[WHAT TO WORK ON]
When you come to the line with "Pick out one point on every instance of the seagull", begin repeating; continue exactly through the final line of the records and include nothing from before.

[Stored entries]
__________________________________________________

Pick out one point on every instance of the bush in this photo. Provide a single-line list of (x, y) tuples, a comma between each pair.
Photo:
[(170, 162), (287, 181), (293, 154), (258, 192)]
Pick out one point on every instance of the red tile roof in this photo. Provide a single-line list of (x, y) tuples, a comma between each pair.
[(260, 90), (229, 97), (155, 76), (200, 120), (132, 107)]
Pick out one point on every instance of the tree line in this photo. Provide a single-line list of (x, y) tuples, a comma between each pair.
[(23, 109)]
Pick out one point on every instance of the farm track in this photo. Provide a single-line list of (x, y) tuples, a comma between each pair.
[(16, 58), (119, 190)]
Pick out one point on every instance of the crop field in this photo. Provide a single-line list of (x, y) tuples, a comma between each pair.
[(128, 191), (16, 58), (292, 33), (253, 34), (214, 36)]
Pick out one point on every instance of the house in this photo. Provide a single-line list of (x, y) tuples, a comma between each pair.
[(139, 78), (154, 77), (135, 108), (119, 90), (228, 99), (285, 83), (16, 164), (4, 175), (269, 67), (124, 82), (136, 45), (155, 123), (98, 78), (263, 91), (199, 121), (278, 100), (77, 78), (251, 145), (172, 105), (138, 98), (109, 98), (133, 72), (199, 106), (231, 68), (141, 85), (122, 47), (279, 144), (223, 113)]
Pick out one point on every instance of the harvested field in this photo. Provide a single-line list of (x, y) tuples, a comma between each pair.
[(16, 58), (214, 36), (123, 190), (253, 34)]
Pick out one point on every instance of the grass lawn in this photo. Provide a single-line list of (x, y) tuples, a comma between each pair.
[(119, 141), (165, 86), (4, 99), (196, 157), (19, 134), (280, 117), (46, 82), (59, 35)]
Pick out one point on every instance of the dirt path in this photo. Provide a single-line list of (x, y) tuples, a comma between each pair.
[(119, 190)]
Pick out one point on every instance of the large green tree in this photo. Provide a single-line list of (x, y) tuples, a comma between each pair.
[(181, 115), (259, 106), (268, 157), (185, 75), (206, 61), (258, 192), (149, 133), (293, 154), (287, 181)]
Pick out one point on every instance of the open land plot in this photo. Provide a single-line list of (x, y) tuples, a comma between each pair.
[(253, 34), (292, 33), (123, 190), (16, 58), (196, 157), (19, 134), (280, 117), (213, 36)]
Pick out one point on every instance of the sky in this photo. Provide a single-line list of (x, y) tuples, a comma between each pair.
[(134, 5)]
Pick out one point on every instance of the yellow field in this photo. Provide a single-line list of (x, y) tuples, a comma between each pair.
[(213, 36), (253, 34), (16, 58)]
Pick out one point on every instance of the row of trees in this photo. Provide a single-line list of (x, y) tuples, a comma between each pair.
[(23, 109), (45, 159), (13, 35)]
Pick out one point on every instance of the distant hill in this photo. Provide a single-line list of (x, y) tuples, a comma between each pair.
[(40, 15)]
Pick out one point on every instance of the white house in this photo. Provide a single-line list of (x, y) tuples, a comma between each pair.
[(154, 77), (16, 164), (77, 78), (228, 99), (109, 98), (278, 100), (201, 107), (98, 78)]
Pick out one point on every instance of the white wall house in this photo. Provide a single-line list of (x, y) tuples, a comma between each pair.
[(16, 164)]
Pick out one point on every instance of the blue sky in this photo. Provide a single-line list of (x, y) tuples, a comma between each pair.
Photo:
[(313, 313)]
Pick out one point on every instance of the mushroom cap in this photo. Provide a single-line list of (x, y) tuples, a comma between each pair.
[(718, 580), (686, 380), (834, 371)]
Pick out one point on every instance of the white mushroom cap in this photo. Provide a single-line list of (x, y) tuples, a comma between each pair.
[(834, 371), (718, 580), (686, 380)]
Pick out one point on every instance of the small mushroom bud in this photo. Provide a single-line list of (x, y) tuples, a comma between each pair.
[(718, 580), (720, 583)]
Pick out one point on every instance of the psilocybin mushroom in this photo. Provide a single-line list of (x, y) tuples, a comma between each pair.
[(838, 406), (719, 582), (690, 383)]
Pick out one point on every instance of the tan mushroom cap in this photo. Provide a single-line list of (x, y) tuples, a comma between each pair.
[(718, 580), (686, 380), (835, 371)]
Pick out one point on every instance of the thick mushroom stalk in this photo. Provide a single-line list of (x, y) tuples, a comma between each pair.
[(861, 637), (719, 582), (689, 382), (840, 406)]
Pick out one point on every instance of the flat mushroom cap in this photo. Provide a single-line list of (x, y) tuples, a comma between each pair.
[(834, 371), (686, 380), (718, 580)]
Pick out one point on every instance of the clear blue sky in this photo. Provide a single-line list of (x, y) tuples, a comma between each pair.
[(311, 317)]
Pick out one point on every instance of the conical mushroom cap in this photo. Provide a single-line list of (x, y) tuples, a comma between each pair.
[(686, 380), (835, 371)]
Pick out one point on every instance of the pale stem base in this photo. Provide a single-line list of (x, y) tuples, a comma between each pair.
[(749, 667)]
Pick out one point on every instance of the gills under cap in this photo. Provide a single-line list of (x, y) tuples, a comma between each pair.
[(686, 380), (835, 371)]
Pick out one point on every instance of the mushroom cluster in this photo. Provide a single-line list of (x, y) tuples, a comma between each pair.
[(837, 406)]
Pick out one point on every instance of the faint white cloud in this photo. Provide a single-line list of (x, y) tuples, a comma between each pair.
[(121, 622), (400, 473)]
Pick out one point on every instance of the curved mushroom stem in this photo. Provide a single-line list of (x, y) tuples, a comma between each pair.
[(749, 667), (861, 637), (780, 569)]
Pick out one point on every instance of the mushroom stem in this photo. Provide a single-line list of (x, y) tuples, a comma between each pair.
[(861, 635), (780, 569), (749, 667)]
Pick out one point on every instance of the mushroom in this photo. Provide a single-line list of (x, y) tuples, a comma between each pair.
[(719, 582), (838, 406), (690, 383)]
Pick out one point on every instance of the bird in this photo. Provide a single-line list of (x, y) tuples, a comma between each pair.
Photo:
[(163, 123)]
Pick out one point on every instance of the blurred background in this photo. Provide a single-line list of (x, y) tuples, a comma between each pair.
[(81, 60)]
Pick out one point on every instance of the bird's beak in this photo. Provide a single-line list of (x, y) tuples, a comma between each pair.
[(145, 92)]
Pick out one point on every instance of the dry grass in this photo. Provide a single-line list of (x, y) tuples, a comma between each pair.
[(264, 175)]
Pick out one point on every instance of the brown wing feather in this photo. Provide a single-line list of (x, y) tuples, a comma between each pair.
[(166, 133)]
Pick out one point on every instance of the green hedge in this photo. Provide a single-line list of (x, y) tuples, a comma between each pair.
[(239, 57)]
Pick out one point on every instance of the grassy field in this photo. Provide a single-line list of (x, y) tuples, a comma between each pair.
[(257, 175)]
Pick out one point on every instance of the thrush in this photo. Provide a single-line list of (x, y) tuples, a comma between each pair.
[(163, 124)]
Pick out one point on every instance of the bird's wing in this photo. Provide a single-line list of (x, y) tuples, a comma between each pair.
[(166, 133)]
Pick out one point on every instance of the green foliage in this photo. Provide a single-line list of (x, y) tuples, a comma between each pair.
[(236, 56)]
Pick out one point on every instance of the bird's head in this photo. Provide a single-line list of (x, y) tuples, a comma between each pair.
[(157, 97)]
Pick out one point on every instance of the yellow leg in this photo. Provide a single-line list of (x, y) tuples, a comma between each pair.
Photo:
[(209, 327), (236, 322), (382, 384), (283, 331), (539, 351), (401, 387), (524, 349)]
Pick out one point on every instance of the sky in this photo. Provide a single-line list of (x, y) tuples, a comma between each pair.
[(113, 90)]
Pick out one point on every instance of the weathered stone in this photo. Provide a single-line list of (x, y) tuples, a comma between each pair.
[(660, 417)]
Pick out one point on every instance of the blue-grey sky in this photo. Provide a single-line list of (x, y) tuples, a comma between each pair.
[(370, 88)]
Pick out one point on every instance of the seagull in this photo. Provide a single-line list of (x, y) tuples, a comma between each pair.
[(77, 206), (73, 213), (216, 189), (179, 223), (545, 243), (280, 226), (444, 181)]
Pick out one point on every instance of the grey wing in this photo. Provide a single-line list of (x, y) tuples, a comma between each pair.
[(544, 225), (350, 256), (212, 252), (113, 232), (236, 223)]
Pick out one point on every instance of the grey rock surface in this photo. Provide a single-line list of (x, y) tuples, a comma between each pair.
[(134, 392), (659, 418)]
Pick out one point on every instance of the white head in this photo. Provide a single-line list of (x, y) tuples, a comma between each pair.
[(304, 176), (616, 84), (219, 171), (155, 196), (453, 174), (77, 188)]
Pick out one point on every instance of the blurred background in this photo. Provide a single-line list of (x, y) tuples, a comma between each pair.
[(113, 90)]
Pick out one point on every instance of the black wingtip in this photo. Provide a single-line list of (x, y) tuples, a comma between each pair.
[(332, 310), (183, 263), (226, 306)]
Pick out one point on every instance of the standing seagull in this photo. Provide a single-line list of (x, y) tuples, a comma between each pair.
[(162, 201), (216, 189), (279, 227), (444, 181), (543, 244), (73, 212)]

__________________________________________________

[ANSWER TO THIS TASK]
Pick out one point on every instance of the seagull in this photo. Provide a single-line list of (x, y) tuples, a comma between each pair.
[(77, 206), (73, 213), (216, 189), (179, 223), (545, 243), (280, 226), (444, 181)]
Pick out one point on every instance of the grey wing in this photo. Provide a single-line list of (x, y) tuples, a comma between each pair.
[(544, 225), (350, 256), (212, 252), (113, 232), (236, 223)]
Pick out one point on every instance of the grey rock surface in this photo. Provide a single-line list of (x, y) tuples, a comma between each pair.
[(134, 392), (659, 418)]
Pick out one point on every instance of the white head in this photo. Provide a single-line list of (x, y) tuples, a comma between each pair.
[(304, 176), (616, 84), (219, 171), (155, 196), (453, 174), (77, 188)]
Pick out one point on every instance of the blurred background in this photo. Provide a single-line list of (x, y) tuples, a comma between each pair.
[(113, 90)]
Pick out one point on every instance of the black wingtip in this photo. Provide a single-line list of (x, y) tuples, a comma between each pair.
[(332, 310), (183, 263), (226, 306)]
Pick out one point on every instance of the standing seagull in this photo. Provide a single-line list of (x, y) tuples, a comma between each pair.
[(162, 201), (216, 189), (279, 227), (444, 181), (543, 244), (73, 212)]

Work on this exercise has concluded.